The copy must match the data word for word and contain no pictures.

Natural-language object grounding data
_ _ _ _ _ _ _
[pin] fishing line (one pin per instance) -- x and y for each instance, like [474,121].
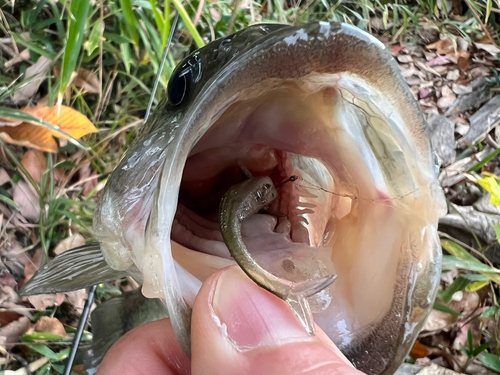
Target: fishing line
[90,298]
[160,68]
[310,185]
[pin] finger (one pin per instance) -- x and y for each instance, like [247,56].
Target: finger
[151,348]
[239,328]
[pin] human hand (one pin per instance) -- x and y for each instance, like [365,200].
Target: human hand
[237,328]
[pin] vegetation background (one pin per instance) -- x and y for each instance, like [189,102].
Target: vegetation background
[98,61]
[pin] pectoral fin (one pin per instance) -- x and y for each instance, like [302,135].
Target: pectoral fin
[74,269]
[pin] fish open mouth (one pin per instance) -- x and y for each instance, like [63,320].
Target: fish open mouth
[328,198]
[344,145]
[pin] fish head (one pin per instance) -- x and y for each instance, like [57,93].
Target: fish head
[323,112]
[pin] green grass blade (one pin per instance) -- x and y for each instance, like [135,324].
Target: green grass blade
[189,24]
[76,28]
[130,20]
[33,47]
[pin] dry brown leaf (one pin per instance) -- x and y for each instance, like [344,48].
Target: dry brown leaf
[84,79]
[42,301]
[447,98]
[32,265]
[439,321]
[27,199]
[67,119]
[29,135]
[442,47]
[453,75]
[69,243]
[14,330]
[463,60]
[37,74]
[40,138]
[35,163]
[7,316]
[77,299]
[5,121]
[50,325]
[405,59]
[440,60]
[490,48]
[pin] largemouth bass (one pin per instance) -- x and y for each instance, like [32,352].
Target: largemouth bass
[323,111]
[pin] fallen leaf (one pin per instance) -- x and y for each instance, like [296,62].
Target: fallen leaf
[5,121]
[439,321]
[32,265]
[69,243]
[463,60]
[40,138]
[424,93]
[14,330]
[440,60]
[490,48]
[27,199]
[42,301]
[7,316]
[447,98]
[29,135]
[35,163]
[405,59]
[453,75]
[36,75]
[77,299]
[442,47]
[50,325]
[67,119]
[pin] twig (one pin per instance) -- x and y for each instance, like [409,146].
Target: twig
[160,68]
[79,330]
[198,12]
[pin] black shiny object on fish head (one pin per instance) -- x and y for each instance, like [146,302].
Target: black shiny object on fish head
[192,72]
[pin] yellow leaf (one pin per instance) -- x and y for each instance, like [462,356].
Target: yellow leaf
[40,138]
[69,120]
[492,186]
[29,135]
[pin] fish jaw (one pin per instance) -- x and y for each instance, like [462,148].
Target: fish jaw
[388,180]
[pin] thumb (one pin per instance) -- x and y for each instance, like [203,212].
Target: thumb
[251,331]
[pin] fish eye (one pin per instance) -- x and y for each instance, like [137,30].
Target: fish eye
[177,88]
[187,74]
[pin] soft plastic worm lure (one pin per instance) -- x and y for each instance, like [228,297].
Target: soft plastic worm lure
[241,201]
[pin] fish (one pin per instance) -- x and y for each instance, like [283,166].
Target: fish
[323,111]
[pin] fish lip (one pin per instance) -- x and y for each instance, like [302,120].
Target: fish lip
[220,87]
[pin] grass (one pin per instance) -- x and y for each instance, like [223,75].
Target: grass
[123,42]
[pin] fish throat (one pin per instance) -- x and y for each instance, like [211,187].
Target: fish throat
[322,111]
[310,137]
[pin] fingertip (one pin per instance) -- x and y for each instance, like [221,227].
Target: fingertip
[151,348]
[251,331]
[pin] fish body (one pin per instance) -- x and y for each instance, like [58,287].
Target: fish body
[324,103]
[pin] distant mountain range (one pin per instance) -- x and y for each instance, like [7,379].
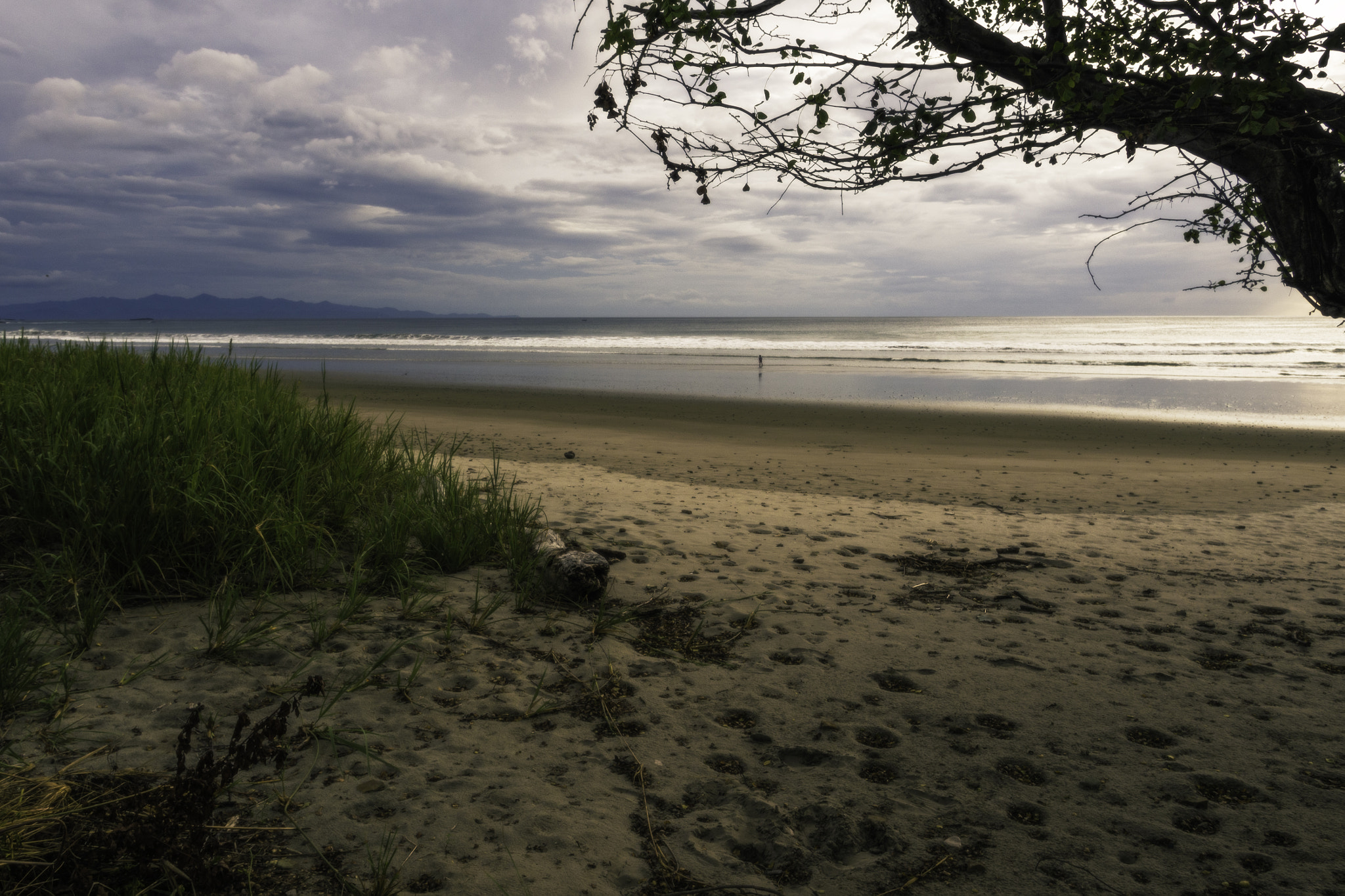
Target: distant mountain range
[201,308]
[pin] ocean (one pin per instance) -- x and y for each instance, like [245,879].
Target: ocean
[1255,370]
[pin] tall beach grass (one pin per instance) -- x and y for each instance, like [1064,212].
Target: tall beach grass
[175,475]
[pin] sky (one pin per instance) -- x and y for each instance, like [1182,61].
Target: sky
[433,155]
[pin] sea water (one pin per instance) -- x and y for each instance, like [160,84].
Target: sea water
[1279,371]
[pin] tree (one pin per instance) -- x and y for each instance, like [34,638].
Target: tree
[1238,89]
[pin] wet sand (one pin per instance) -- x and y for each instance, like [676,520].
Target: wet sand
[866,652]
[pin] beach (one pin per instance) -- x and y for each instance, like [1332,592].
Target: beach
[858,651]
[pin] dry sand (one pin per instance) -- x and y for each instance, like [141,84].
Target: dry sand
[1137,692]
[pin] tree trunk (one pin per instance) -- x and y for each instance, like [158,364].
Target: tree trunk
[1296,174]
[1304,206]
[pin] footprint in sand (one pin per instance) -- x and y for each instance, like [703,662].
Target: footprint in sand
[725,765]
[1196,822]
[739,719]
[1021,771]
[896,683]
[879,773]
[1026,815]
[876,738]
[998,726]
[1151,738]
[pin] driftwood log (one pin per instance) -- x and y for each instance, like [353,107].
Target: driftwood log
[571,574]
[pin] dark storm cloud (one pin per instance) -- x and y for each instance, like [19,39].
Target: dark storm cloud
[432,154]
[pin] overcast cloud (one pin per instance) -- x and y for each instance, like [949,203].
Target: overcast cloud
[433,155]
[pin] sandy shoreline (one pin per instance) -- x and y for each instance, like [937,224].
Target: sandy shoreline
[873,653]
_ _ _ _ _ _ _
Exercise answer:
[pin] fishing line (one pin per instance) -- x and y for each instance, like [474,121].
Target: fishing line
[90,298]
[160,68]
[310,185]
[pin] finger (one pin per instance) -- x and y for each instance, like [247,56].
Target: finger
[151,348]
[239,328]
[pin] human hand (one pin per instance) -- x and y for each instance, like [365,200].
Target: human hand
[237,328]
[pin] vegetation background (one pin per instance) -- x and y for each instance, like [189,102].
Target: vegetation background
[98,61]
[pin] pectoral fin (one pin per instance) -- x and y for each instance, like [302,135].
Target: pectoral fin
[74,269]
[pin] fish open mouth (one pin per instance) -- x and y for each instance, like [63,320].
Target: fish open mouth
[328,198]
[344,145]
[pin] fish head (one pin per instance) -- x and y for each instance, like [57,93].
Target: fish head
[323,112]
[pin] green grass blade (one pin per instance) -- x and y for each instance, like [135,324].
Target: green grass blade
[189,24]
[76,28]
[130,20]
[33,47]
[pin] dry brown leaf (one pin per instance) -- x and y for each instance, like [344,48].
Target: dry brown leaf
[84,79]
[42,301]
[447,98]
[32,265]
[439,321]
[27,199]
[67,119]
[29,135]
[442,47]
[453,75]
[69,243]
[14,330]
[463,60]
[37,74]
[40,138]
[35,163]
[7,316]
[77,299]
[5,121]
[50,325]
[405,59]
[440,60]
[490,48]
[pin] largemouth bass (one pin per instance) -- x and y for each instance, like [32,352].
Target: largemouth bass
[323,111]
[pin] fallen leaf (one pin per instance) -- x and y for each instance, like [296,62].
Target: fallen leaf
[5,121]
[439,321]
[32,265]
[69,243]
[463,60]
[40,138]
[424,93]
[14,330]
[440,60]
[490,48]
[27,199]
[42,301]
[7,316]
[447,98]
[29,135]
[35,163]
[405,59]
[453,75]
[36,75]
[77,299]
[442,47]
[50,325]
[67,119]
[pin] twig (one pin per instance) -- x and y for each instance, like [409,146].
Target: twig
[160,68]
[79,330]
[198,12]
[pin] black shiny object on fish head (one pin per instance) -- x and y for each instance, like [146,302].
Target: black shiny object on fish head
[192,72]
[pin] yellow leaf (one pin per instance) -- x and y for each instance, like [462,356].
Target: yellow leaf
[40,138]
[69,120]
[492,186]
[29,135]
[pin] fish jaw (one pin per instance) -- x and y for each instance, like [462,148].
Target: fish jaw
[388,180]
[pin] thumb (one pin per instance) -- x and y for each instance, like [203,212].
Target: thumb
[251,331]
[pin] fish eye (one pin per instance) -- x and y for each instance, like [137,30].
Target: fish eye
[177,88]
[187,74]
[pin] soft plastic worm lure (one pin per instance) -- x and y for each instance, like [228,297].
Target: soft plastic worm lure
[241,201]
[pin] fish (one pin per instance) -- x and y for each instance, like [283,166].
Target: fish
[323,111]
[pin] fish lip (one pin per instance) -- x and y for each instance, like [302,120].
Target: fish lip
[220,87]
[pin] grass (one pin per instance) -- x and y for each instance, like [223,75].
Target: grass
[123,42]
[pin] fish throat (one pin per instance) -- x and y for each instance, like [211,187].
Target: fish throat
[322,111]
[310,137]
[pin] fingertip (one pin per instance) -- x and y for each instance, like [221,227].
Target: fingertip
[151,348]
[251,331]
[pin] fish body (one pin per instance) -- x and y for each instance, like [58,287].
Target: fish body
[324,103]
[pin] distant mountain range (one pin per instance) -- x and y for each instance, like [7,379].
Target: distant mountain range
[201,308]
[pin] ocean (one pin per instance) -- x and y for each instance, like [245,879].
Target: ocean
[1255,370]
[pin] tall beach grass (one pin per instance) -- x and y for each instance, like [1064,212].
Target: tall beach grass
[175,475]
[pin] sky (one pin per instance) -- x and y for each instance, like [1182,61].
Target: sky
[433,155]
[pin] sea water (one pin per instance) -- x and y for each instance, like [160,84].
Target: sea water
[1279,371]
[pin] tree (one pin per instance) -- x and y for each instance, like [34,638].
Target: tree
[1238,89]
[pin] wet sand (one pin per instance) -- x and y for each instance, like [676,520].
Target: wet sand
[866,652]
[pin] beach (one pin per instance) -- x and y for each instance, like [1332,592].
Target: beach
[858,651]
[pin] dry sand (one pin per instance) -- x and y for each instance, like [141,84].
Target: dry sand
[1137,692]
[pin] tree trunk (one pin per instance) -- x and y for each instance, like [158,364].
Target: tree trunk
[1296,174]
[1304,206]
[pin] footprint in sand (one pin per instance) -- x and y for each instance, like [703,662].
Target: footprint in sand
[725,765]
[1196,822]
[739,719]
[1021,771]
[896,683]
[879,773]
[1026,815]
[876,738]
[998,726]
[1151,738]
[pin] driftwood log (one pin per instance) -- x and y for each instance, like [353,107].
Target: driftwood log
[571,574]
[pin] dark storm cloud (one pin per instance) -- x and y for each instance, like [19,39].
Target: dark storm cloud
[432,154]
[pin] overcast cloud (one pin per instance) -- x and y for each instance, like [949,203].
Target: overcast cloud
[433,155]
[pin] sandy shoreline (one pin per instance) -- x and y for each instance, like [937,224].
Target: sandy shoreline
[873,653]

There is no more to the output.